» **TEXT SEGMENT**
Thread moved here from the Proposed New Topics forum.
  
anastasia
Member (Idle past 3966 days)
Posts: 1857
From: Bucks County, PA
Joined: 11-05-2006


Message 3 of 28 (379380)
01-23-2007 10:54 PM
Reply to: Message 1 by sdachristian
01-23-2007 8:52 PM


sdachristian writes:

I have studied this subject but I am still confused how you can get anything such as sunday out of the bible, and I was wondering what your theories happen to be?

I don't mean to be a spoil-sport, but honestly, the good ol' Wiki gives a decent explanation of this. The answer is not so much about religion, but just about customs and traditions.

In summary, early christians up until the 3-5 centuries, held the Sabbath in the traditional Jewish way, and ALSO had a day of celebration afterwards to honor the Resurrection. The symbolism went beyond Sunday being merely the day on which Jesus rose, to also a symbolism of the start of the 'new' creation in Jesus, as in , the 8th day.

» **DATASET CONTENT**
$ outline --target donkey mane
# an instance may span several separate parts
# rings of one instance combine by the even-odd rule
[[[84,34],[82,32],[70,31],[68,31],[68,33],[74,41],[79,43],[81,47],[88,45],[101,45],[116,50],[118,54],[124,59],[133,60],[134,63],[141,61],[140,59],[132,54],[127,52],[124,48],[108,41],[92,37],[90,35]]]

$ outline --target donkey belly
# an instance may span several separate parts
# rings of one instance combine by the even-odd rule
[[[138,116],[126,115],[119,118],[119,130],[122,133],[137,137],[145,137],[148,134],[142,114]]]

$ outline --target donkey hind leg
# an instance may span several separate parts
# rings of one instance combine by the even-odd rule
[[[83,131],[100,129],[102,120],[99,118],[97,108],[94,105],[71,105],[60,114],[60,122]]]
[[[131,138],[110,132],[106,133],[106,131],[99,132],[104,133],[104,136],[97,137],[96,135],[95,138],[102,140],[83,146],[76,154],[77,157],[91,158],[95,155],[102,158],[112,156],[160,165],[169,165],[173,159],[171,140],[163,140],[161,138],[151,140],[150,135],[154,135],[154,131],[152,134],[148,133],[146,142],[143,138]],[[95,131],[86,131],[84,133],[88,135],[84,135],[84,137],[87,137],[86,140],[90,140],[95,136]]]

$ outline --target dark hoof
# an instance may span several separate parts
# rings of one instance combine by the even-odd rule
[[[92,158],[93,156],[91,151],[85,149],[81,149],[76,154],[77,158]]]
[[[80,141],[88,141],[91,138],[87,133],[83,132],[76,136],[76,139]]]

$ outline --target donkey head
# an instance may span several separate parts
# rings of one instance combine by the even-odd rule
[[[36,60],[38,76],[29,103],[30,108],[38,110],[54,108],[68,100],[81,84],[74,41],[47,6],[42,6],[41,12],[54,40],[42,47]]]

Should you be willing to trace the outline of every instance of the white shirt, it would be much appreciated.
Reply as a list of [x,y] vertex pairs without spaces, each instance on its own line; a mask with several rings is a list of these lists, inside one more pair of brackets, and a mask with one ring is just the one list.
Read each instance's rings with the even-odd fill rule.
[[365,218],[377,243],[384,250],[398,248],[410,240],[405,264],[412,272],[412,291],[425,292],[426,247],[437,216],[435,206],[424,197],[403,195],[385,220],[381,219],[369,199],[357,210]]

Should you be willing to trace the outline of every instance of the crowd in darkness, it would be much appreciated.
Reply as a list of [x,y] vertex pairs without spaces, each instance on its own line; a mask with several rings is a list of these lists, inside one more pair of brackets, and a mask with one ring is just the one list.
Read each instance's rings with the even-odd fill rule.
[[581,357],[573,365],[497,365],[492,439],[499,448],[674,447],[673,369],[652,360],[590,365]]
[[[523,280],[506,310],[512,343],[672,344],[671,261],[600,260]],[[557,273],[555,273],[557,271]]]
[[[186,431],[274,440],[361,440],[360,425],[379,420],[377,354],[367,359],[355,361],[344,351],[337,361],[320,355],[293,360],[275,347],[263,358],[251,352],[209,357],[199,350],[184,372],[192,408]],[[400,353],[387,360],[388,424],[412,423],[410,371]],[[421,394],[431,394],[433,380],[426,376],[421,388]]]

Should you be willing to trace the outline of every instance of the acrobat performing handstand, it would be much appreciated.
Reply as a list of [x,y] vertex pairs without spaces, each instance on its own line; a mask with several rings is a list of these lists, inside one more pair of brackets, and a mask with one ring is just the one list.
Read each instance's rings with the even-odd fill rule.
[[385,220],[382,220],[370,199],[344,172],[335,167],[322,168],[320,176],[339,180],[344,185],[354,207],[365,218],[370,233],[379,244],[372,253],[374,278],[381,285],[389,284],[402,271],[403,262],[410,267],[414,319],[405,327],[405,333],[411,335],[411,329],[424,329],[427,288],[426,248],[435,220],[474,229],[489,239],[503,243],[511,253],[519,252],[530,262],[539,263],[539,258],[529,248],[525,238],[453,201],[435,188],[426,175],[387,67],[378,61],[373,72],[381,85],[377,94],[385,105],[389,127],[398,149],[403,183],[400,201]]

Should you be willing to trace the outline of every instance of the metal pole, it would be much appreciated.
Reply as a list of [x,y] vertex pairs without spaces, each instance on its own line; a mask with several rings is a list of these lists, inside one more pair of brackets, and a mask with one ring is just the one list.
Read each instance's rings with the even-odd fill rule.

» **WORK TO DO**
[a] In the forum post about Sunday worship, rewrite the passage between "In summary, early" and "the 8th day.", inclusive, changing "Resurrection" to "rising of Jesus".
[b] According to the forum post about Sunday worship, up until what centuries did early Christians keep the Sabbath in the traditional Jewish way?
[c] Extend the forum post about Sunday worship, beginning after its final sentence.

» **WRITTEN RESPONSES**
[a]
In summary, early christians up until the 3-5 centuries, held the Sabbath in the traditional Jewish way, and ALSO had a day of celebration afterwards to honor the rising of Jesus. The symbolism went beyond Sunday being merely the day on which Jesus rose, to also a symbolism of the start of the 'new' creation in Jesus, as in , the 8th day.

[b] Up until the 3-5 centuries.

[c]
I believe in some non-Jewish areas the idea of the Saturday Sabbath was not a big deal. Eventually, the Emperor Constantine declared Sunday a day of rest like Saturday. While some Popes likewise held that it was good to celebrate Sunday, they never denied Saturday as being important to my knowledge.

I am not sure things have changed so terribly much. We still have a Sunday morning breakfast, derived from the times when everyone fasted the day before church, and possibly derived from even older times when they fasted on Saturdays.

And of course, we still have a two-day weekend, though it is not religious in nature. I think that is pretty good for 2000 years.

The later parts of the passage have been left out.